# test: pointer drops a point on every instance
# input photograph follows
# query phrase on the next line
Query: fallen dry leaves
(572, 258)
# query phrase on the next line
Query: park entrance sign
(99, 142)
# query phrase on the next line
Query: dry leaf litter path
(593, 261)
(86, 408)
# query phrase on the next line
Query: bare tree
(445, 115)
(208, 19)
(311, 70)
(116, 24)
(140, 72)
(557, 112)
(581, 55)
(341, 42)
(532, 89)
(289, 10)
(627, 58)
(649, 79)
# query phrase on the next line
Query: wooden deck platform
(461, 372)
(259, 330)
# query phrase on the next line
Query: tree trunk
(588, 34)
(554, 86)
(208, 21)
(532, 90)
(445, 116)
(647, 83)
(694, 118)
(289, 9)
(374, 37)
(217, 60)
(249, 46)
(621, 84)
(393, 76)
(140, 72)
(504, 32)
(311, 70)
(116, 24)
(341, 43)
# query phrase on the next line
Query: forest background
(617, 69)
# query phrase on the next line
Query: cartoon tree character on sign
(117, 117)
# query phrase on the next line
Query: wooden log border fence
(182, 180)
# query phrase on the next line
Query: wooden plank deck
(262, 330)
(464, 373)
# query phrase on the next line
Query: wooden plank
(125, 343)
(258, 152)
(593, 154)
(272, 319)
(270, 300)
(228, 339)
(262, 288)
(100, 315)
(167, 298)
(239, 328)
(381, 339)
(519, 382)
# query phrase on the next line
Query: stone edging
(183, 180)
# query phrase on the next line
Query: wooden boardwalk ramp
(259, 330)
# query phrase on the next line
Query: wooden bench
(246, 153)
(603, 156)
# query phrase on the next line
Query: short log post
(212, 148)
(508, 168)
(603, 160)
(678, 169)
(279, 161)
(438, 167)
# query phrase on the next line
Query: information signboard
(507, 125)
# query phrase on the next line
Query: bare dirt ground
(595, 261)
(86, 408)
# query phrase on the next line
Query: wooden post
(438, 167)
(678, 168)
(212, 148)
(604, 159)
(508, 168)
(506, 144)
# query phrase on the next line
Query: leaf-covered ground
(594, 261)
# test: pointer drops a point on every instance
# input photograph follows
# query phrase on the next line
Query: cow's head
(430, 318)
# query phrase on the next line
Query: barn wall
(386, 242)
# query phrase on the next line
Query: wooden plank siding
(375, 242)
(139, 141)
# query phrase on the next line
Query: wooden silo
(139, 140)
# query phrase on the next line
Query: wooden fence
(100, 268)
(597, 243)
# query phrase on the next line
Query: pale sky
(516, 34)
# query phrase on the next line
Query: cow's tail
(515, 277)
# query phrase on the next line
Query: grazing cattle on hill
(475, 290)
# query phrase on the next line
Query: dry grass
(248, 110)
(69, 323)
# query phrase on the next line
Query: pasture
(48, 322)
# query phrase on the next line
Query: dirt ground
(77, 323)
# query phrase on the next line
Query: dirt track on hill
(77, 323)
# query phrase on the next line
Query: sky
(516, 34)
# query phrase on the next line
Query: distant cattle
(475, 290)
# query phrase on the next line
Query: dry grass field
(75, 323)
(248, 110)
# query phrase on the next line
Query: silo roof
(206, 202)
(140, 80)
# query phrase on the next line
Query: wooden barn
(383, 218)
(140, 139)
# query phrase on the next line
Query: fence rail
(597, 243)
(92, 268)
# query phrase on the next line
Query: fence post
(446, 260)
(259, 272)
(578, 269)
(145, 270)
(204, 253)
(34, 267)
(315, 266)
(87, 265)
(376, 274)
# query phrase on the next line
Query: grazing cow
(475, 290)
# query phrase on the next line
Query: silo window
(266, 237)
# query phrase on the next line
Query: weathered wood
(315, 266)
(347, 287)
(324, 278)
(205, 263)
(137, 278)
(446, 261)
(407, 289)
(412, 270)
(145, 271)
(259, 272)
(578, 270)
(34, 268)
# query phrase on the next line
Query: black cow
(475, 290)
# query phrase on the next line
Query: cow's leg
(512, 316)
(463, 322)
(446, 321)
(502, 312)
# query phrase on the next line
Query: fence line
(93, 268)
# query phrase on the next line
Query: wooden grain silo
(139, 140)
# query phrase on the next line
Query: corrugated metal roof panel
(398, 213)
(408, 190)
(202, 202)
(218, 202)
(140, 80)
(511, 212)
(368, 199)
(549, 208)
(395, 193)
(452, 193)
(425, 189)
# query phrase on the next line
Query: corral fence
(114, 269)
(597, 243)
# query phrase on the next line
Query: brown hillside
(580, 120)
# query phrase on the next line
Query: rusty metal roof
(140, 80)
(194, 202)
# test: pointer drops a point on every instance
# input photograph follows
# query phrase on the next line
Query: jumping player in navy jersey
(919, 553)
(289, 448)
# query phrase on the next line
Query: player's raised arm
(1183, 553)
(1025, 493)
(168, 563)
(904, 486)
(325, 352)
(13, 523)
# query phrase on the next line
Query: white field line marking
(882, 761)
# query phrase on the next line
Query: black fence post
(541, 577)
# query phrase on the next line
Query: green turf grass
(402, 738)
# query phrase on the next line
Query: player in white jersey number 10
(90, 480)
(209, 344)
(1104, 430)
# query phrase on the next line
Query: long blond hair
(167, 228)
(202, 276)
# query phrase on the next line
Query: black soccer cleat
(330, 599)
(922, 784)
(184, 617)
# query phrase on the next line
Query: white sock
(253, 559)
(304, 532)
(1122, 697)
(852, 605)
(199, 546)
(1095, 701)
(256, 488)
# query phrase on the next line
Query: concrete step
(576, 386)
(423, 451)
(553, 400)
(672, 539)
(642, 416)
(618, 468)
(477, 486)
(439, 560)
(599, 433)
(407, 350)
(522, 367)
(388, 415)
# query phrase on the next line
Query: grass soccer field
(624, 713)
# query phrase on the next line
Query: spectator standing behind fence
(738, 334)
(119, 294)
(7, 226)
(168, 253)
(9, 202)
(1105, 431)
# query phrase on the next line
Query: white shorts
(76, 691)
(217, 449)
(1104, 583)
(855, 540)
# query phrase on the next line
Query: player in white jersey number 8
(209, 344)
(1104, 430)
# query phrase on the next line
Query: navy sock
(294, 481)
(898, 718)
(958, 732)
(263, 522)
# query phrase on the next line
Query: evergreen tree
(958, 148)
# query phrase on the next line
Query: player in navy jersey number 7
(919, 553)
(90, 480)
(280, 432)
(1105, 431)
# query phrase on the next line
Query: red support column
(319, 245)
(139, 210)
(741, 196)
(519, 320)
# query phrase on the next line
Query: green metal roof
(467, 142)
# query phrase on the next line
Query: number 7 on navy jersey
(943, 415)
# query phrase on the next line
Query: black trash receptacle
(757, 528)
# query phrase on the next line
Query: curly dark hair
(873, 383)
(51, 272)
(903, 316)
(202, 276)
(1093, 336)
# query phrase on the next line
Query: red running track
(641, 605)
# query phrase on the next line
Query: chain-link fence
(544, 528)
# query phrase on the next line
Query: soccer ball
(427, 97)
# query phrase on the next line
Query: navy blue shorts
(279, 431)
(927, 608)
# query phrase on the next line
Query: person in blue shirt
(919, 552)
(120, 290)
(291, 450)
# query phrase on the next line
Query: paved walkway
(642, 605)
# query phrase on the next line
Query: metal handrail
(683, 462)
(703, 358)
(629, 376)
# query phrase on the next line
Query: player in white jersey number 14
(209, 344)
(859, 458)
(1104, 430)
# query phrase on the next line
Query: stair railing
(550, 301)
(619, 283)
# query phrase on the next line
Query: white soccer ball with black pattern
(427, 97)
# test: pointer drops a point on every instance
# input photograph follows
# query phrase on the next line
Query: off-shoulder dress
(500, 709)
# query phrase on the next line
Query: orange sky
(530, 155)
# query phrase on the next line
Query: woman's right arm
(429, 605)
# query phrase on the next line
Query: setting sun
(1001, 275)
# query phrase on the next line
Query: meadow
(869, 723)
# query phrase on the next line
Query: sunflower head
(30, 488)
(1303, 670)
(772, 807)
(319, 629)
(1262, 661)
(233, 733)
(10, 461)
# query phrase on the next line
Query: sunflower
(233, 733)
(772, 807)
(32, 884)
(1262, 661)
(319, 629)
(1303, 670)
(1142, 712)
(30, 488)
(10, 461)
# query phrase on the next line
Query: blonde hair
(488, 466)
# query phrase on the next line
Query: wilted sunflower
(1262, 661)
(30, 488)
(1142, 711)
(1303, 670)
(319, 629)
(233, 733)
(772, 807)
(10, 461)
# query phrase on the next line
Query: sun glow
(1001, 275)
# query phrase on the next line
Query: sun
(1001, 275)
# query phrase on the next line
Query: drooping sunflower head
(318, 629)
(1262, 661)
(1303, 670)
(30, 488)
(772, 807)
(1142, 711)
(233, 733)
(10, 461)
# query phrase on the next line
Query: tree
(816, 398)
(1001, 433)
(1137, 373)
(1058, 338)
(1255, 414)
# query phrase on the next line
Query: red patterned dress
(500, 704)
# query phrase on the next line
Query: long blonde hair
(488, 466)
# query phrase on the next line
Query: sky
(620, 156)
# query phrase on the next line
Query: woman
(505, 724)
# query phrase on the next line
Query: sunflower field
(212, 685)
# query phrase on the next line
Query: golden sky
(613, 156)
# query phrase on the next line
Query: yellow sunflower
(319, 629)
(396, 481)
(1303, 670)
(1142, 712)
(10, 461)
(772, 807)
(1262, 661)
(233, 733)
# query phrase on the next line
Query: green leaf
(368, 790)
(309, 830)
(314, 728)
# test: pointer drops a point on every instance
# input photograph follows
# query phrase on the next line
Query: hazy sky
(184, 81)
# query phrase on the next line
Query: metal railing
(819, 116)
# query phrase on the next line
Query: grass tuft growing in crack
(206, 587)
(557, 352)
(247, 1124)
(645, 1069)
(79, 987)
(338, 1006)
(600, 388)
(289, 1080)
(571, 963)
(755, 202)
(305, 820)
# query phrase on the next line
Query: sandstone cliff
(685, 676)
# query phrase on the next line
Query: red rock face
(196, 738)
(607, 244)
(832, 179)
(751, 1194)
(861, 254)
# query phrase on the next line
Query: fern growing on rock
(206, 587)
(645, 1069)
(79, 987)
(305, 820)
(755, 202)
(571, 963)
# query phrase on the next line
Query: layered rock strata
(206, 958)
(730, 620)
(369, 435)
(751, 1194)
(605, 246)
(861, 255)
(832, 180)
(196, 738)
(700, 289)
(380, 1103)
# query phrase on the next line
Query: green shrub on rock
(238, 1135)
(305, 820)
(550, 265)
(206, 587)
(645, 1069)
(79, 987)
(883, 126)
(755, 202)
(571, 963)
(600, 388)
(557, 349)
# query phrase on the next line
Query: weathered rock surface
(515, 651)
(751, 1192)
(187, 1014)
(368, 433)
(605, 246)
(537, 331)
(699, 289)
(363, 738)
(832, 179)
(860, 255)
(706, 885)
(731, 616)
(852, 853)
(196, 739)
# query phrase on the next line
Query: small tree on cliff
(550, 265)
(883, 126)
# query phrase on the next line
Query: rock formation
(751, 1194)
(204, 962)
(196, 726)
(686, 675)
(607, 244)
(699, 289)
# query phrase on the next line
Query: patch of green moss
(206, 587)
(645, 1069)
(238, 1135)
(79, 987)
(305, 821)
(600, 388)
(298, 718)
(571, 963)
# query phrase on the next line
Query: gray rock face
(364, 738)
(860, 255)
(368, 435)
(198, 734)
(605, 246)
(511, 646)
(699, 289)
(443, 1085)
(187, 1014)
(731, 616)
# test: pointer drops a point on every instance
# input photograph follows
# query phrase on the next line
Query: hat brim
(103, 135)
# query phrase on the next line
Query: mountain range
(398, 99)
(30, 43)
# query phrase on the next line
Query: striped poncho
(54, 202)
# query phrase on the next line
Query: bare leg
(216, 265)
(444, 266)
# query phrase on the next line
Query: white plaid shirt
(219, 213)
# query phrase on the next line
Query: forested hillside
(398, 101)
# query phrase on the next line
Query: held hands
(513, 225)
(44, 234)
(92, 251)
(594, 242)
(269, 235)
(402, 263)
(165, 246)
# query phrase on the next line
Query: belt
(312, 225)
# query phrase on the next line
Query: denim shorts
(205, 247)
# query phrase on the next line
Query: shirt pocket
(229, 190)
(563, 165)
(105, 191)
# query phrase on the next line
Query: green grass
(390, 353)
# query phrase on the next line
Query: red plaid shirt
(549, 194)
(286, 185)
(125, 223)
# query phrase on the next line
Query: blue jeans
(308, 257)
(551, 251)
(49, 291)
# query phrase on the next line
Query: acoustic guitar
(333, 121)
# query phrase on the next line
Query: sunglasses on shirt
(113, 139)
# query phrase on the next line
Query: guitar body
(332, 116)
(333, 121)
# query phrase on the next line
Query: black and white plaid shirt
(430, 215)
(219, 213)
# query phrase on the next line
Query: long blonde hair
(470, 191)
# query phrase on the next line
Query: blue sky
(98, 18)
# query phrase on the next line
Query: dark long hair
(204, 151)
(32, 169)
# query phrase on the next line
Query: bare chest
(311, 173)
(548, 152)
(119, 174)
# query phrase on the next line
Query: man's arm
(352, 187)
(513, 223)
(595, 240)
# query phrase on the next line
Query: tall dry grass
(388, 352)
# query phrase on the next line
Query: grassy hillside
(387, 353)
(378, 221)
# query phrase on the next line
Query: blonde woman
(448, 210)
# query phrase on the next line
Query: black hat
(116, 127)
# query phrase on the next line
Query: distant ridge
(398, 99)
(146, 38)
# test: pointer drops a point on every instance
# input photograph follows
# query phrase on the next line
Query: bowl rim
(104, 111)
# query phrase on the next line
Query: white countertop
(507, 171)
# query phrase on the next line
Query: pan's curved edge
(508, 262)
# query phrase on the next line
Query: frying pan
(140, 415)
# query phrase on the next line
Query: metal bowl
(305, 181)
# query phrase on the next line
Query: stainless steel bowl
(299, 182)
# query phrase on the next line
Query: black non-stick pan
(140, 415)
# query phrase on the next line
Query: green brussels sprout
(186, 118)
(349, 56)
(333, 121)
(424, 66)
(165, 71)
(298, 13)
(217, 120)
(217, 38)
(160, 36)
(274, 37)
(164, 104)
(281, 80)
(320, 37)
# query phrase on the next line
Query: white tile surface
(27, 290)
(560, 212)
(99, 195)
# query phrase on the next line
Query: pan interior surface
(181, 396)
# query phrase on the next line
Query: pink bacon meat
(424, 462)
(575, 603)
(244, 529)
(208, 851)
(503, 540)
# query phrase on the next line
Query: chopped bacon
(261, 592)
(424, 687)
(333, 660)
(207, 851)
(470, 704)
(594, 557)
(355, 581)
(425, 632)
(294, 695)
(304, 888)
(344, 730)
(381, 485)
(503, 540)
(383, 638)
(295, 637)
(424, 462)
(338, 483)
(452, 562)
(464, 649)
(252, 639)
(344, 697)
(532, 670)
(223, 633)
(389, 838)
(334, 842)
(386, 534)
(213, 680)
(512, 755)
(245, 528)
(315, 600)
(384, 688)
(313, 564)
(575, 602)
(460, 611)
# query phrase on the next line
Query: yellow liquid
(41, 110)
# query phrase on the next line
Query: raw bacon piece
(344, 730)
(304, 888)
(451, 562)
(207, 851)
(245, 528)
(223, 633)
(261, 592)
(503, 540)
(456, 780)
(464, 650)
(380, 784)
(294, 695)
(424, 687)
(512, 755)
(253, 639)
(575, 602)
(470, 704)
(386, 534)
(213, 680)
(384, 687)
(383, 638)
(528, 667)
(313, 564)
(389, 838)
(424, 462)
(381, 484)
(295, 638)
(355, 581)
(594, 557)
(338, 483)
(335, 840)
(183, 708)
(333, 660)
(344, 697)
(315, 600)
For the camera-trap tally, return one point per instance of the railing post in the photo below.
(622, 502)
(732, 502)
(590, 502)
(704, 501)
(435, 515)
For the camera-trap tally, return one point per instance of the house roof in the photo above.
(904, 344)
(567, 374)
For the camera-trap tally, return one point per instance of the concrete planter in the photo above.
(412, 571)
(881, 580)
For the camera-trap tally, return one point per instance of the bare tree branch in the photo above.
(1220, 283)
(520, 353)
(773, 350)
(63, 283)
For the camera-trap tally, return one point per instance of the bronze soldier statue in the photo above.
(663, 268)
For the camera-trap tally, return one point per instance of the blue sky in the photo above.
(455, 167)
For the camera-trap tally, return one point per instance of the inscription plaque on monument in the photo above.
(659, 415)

+ + + + + + +

◆ WHAT THIS TASK INVOLVES
Output, unchanged, the lines from the line with "planter in the photo above." through the final line of the material.

◆ THE SOLUTION
For the camera-trap tally, return one point per instance of the concrete planter in the photo above.
(412, 571)
(881, 580)
For the camera-trap tally, return one point per instance of the bare tree branch in the photo above.
(1220, 283)
(520, 353)
(773, 350)
(63, 283)
For the camera-trap tally, return one point per instance of the bronze soldier statue in the photo above.
(663, 268)
For the camera-trap tally, return one point per instance of the blue sky in the photo above.
(455, 167)
For the camera-trap tally, return one point per instance of the inscription plaque on monument in the photo above.
(659, 415)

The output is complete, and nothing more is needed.